**Extract**
··········

The reality that is ‘Israel’: An Éclat of messianism and apocalypse, shocking and paralysing the West
Whereas Western figures consistently claim that the radical Right national-religious movement does not “represent Judaism”, the other, equally authentic side to the Judaic ‘story’ is the obverse.
Those who imagined that the anti-‘Judicial reform’ mass protests in “Israel” (widely hailed across the West, under the misleading banner of liberal ‘democracy’ versus ‘illiberal autocracy’) had squashed government reform plans, should take note of Thursday’s massive ‘no compromise’ protests by the Israeli Right, settlers and national-religious forces.
The struggle ain’t over — it’s just drawing breath.
Finance Minister Smotrich told the crowds: “We will not give up on a Jewish state. We will not give up on Israeli democracy – and no one will steal the term ‘democracy’ from us. [Adding], The people demand legal reform and they will get legal reform…They [the opposition] have the media; they have the tycoons who fund demonstrations: But we have the people.”
If the pressures are not bending the ground forces, they are squeezing Netanyahu’s ‘pips’: There wasn’t a mention of judicial reform by Netanyahu; he embraced the masses of demonstrators, whilst keeping ‘the issue’ at a safe arm’s distance. The Right demonstrators, however, were having nothing of it. They demand revolution. It is a call to redefine Judaism in a radical framing.
But the ‘revolution’ must wait. With the opening of the Knesset’s summer session on Sunday, the government will be focused on having to get a state budget passed. The deadline is 29 May. By law, if the budget isn’t passed by then, the Knesset is automatically dissolved. Although none of the parties has an interest in dissolution, talks likely will go down the wire.
Equally controversial will be legislation altering the parameters by which the ultra-Orthodox become exempt from military service – this is complicated by being entwined with the Supreme Court controversy as the Haredi parties fear the Court overriding parliament. The means to bypass this prospect — through a new Basic Law — are being studied.
The West affects deep shock at events, which exposes and highlights the tension between Western liberal values and its (liberal) understanding of Judaism itself. Many American Jews, including major Jewish organizations, seem stunned into silence.
Shaul Magid, Professor of Jewish Studies at Dartmouth college, writes:
“Why were they so shocked by the outcome”? For, whilst previous elections illustrated a decidedly rightward turn of the Israeli electorate, the last election produced a decisive win for the establishment of a stable, even strong, coalition of religious and far-right parties? What did liberal Western Jewry expect?
“For most American Jews who are Zionists, this election result was never supposed to happen”, Professor Magid frankly observes.

··········

**Your goal**
From the article on Israel above, what are the answers to these?
1. Which minister told the crowds that the people demand legal reform?
2. By what date must the state budget be passed?
3. At which college does Shaul Magid teach?

··········

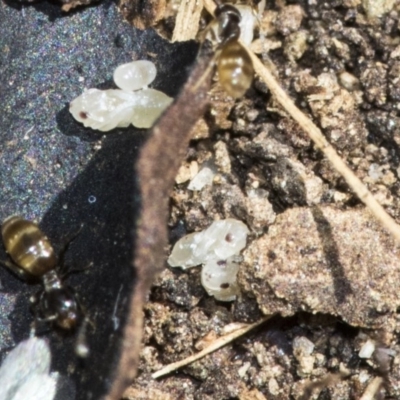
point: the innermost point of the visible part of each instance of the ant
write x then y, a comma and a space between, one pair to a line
235, 68
33, 258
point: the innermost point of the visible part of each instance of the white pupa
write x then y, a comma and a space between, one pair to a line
133, 103
25, 372
216, 248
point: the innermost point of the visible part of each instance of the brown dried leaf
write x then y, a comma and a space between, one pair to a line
157, 167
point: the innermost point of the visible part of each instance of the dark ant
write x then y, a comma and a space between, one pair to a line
33, 258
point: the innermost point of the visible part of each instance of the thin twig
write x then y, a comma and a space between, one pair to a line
217, 344
187, 20
315, 134
318, 138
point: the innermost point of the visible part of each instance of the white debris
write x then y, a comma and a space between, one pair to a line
25, 373
219, 278
204, 177
104, 110
216, 248
135, 75
302, 346
367, 349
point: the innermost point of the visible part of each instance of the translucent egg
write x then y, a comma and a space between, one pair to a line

··········

**Written reply**
1. Finance Minister Smotrich
2. 29 May
3. Dartmouth college